=== TEXT ===
Memory Leaks 34
G3ck0G33k writes: "Is there any free software version/clone of Rational's programs PureCoverage and/or Purify? I have worked with both of them on fairly large projects (>150,000 lines of code) and they were great to work with. When the first runs of Purify found nearly fifty instances of minor memory leaks, I was deeply frustrated/impressed. A free (perhaps GPLd) clone would be so interesting; Rational's licensing is killing my current budget. Of course, the more kinds of leaks it may detect, the better. GeckoGeek" We had a similar question last year but there's no harm in seeing what the current answers are.
Bounded pointers, etc. (Score:5, Informative)
Bad news: You'll have to build your own gcc (Greg's changes haven't yet been accepted in to the gcc trunk), and all your libraries (just as Purify re-writes all your libraries).
Good news: The resulting code is much faster than Purify'ed code, and finds some problems Purify doesn't. I know of a major software development effort (hundreds of developers, millions of lines of code; sorry, can't give details) that uses bounded pointers to great advantage.
Other tools: GNU Checker, dbmalloc, Bruce Perens' Electric Fence, MemProf, mpatrol, and Mprof; Google searches will turn them all up.
Re:Bounded pointers, etc. (Score:1, Interesting)
Re:Bounded pointers, etc. (Score:1)

=== EXERCISE DESCRIPTION ===
Extract the memory leaks thread above in full, reproducing it word for word.

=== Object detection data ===
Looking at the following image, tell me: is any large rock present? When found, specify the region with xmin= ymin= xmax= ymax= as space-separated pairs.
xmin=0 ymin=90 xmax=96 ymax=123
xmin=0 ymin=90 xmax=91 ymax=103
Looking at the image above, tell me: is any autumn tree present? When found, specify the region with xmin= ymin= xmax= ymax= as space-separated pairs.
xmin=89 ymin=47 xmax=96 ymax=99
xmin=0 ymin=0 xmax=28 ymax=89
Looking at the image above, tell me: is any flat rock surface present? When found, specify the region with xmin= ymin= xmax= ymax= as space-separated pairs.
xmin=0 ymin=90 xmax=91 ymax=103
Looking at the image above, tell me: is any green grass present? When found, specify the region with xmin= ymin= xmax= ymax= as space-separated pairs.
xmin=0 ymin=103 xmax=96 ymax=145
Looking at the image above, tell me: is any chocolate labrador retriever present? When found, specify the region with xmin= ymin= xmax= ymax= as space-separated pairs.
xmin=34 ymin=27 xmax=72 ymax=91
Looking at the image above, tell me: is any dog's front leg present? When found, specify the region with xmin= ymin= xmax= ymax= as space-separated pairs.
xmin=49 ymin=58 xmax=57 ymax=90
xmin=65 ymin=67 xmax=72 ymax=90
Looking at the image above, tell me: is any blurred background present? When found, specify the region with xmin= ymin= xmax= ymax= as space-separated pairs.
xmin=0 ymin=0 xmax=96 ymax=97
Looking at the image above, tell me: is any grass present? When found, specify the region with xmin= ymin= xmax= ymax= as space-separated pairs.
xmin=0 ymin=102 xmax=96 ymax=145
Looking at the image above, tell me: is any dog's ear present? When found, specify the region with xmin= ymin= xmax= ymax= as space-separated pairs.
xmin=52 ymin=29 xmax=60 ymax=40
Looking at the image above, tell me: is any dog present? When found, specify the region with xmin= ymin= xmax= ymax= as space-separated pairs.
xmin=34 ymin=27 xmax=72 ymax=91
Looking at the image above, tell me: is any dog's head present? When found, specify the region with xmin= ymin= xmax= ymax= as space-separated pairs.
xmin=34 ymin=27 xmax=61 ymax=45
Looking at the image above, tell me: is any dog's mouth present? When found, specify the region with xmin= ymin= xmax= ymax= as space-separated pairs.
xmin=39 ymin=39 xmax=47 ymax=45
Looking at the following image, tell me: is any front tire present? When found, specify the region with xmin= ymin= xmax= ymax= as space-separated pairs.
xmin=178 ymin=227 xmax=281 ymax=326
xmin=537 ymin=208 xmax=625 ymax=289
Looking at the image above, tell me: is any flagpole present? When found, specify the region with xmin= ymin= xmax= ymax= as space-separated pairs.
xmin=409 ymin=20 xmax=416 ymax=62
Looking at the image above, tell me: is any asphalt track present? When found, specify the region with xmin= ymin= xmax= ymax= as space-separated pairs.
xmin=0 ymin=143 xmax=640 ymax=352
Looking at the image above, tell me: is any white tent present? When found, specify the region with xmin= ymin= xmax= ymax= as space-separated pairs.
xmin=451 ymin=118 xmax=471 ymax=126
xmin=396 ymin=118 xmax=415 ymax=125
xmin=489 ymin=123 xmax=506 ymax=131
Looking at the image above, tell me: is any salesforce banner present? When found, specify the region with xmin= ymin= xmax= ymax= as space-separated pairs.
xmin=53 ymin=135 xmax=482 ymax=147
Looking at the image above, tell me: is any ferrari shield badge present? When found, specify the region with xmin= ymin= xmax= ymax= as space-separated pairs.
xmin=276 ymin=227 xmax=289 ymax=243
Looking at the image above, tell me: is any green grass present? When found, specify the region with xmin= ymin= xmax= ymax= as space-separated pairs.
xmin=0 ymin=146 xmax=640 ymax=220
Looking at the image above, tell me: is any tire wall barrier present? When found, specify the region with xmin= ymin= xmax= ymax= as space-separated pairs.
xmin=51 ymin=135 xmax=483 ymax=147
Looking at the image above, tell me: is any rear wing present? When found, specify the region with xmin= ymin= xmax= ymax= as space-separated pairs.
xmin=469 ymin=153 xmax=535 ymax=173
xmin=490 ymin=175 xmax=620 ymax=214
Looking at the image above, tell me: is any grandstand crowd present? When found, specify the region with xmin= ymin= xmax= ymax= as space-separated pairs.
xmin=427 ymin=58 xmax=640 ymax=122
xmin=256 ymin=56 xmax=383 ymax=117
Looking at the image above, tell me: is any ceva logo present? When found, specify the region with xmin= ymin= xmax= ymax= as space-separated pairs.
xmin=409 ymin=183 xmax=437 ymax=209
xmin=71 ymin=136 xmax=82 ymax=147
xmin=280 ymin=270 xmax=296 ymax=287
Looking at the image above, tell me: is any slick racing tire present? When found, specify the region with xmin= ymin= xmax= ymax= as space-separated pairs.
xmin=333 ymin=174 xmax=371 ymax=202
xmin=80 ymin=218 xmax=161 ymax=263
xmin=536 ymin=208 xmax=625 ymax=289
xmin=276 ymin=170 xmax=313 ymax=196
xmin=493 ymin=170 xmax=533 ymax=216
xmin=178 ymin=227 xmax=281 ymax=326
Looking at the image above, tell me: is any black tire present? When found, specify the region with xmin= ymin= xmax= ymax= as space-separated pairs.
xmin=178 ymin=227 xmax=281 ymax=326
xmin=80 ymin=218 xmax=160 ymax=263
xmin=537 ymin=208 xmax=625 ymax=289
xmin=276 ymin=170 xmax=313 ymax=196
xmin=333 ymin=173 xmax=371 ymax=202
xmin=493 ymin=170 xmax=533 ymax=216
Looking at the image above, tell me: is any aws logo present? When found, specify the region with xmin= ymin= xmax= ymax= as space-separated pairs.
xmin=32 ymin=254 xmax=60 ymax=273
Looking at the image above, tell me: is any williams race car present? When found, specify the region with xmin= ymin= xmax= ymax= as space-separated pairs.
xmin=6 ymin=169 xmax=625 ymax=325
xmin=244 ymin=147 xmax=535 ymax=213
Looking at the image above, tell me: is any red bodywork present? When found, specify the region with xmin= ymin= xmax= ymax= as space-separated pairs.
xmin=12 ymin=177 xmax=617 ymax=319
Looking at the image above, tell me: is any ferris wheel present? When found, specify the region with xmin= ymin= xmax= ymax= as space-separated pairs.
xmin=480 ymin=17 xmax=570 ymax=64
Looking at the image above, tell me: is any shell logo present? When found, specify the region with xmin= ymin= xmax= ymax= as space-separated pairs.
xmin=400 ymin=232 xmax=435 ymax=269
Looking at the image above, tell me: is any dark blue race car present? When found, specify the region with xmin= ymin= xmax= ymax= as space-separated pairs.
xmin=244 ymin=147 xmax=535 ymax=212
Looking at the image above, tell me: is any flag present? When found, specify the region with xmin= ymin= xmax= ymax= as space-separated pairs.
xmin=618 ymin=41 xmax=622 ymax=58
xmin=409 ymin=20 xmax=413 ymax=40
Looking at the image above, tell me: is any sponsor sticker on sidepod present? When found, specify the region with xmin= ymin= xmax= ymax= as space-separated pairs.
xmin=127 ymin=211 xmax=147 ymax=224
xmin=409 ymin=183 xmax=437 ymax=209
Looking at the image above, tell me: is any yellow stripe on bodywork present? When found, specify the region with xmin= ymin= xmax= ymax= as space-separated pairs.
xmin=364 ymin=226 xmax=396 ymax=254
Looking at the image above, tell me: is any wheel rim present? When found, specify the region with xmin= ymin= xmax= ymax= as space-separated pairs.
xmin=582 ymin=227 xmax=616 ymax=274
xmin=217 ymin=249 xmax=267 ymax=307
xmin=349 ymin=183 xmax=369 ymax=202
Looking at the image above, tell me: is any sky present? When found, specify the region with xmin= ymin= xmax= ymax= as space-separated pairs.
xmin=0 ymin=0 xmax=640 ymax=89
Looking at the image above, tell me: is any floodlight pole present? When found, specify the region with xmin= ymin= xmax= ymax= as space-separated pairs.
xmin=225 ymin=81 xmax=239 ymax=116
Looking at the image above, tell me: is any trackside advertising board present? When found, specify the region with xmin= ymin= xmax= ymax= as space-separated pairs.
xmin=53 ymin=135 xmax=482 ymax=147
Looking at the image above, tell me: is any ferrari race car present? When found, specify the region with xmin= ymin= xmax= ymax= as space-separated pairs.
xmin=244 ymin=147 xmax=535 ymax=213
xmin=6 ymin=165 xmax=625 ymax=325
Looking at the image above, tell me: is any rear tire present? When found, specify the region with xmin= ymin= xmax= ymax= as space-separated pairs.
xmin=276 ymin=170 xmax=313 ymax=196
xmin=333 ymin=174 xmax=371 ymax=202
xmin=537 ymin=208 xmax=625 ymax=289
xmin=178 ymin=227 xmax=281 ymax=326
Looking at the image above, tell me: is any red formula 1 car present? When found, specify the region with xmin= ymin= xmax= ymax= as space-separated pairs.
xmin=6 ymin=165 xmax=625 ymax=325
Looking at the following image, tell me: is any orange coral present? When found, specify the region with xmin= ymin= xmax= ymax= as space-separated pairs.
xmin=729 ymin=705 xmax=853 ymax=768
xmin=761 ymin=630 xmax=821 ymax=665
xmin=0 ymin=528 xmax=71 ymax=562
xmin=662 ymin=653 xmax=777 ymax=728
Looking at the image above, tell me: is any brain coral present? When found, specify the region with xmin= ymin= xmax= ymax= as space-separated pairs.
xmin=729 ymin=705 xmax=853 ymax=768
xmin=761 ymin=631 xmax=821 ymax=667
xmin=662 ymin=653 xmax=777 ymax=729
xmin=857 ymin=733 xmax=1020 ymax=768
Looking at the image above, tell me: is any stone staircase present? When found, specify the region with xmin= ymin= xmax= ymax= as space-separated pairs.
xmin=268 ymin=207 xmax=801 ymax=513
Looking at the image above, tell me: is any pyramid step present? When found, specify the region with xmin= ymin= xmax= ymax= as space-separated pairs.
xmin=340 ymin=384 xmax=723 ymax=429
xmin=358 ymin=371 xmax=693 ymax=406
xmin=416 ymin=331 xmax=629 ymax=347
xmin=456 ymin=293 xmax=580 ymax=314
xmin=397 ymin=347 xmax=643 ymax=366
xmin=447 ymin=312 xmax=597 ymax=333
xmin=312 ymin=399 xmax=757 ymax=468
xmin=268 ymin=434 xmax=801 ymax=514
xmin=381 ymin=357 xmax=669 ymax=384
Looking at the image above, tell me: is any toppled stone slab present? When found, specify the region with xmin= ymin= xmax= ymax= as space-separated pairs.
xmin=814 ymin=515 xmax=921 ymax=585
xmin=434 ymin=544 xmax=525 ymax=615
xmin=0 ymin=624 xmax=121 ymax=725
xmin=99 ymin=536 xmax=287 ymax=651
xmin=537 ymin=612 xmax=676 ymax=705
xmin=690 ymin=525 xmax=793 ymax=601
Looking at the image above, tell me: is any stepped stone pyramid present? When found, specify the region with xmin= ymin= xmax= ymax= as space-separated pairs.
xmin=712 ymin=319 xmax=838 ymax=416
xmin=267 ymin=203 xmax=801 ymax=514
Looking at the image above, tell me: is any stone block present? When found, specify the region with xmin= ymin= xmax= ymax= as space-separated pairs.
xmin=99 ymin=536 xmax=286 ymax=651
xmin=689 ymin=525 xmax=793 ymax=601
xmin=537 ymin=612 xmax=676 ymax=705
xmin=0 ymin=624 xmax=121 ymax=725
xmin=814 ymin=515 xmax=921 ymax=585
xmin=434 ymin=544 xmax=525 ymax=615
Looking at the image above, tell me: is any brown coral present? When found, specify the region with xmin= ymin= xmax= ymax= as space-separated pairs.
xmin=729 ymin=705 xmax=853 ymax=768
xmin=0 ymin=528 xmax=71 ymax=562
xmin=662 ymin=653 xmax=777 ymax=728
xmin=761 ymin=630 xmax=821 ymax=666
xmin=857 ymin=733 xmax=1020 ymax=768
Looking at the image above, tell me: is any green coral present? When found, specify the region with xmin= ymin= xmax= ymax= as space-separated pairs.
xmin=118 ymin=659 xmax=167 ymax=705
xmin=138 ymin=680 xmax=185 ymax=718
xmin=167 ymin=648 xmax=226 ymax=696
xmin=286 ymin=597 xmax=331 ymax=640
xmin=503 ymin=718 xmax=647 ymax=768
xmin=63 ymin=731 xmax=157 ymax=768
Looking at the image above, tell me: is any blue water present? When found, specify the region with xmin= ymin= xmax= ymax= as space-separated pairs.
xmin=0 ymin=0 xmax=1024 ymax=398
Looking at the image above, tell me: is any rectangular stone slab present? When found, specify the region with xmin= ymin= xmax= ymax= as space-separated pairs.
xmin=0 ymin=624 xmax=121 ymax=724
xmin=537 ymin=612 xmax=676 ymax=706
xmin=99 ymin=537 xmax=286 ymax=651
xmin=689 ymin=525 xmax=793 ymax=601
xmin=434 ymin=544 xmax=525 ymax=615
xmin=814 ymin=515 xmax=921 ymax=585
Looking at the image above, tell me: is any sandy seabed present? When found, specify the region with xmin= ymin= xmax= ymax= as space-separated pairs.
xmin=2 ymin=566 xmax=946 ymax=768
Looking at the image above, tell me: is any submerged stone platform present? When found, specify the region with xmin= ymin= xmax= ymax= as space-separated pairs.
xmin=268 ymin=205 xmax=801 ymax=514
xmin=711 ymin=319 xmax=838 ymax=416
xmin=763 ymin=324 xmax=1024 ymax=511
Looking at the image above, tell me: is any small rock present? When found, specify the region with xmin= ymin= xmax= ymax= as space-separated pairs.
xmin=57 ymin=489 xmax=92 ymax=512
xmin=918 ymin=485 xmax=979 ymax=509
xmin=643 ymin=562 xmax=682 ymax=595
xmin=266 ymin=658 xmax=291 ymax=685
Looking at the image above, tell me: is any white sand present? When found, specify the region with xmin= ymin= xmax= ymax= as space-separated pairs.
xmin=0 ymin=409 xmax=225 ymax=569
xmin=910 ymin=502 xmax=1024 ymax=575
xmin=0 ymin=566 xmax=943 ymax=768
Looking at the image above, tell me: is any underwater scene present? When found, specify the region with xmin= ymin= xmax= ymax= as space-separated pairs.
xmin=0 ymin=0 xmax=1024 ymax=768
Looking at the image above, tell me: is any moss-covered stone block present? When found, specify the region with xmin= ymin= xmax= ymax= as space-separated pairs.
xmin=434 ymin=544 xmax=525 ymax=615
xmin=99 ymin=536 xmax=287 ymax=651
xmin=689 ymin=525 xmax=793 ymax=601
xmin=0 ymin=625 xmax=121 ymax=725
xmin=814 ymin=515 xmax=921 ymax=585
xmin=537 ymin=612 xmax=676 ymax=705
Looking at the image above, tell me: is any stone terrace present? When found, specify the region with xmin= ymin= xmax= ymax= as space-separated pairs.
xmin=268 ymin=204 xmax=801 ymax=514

=== RESPONSE ===
Memory Leaks 34
G3ck0G33k writes: "Is there any free software version/clone of Rational's programs PureCoverage and/or Purify? I have worked with both of them on fairly large projects (>150,000 lines of code) and they were great to work with. When the first runs of Purify found nearly fifty instances of minor memory leaks, I was deeply frustrated/impressed. A free (perhaps GPLd) clone would be so interesting; Rational's licensing is killing my current budget. Of course, the more kinds of leaks it may detect, the better. GeckoGeek" We had a similar question last year but there's no harm in seeing what the current answers are.
Bounded pointers, etc. (Score:5, Informative)
Bad news: You'll have to build your own gcc (Greg's changes haven't yet been accepted in to the gcc trunk), and all your libraries (just as Purify re-writes all your libraries).
Good news: The resulting code is much faster than Purify'ed code, and finds some problems Purify doesn't. I know of a major software development effort (hundreds of developers, millions of lines of code; sorry, can't give details) that uses bounded pointers to great advantage.
Other tools: GNU Checker, dbmalloc, Bruce Perens' Electric Fence, MemProf, mpatrol, and Mprof; Google searches will turn them all up.
Re:Bounded pointers, etc. (Score:1, Interesting)
Re:Bounded pointers, etc. (Score:1)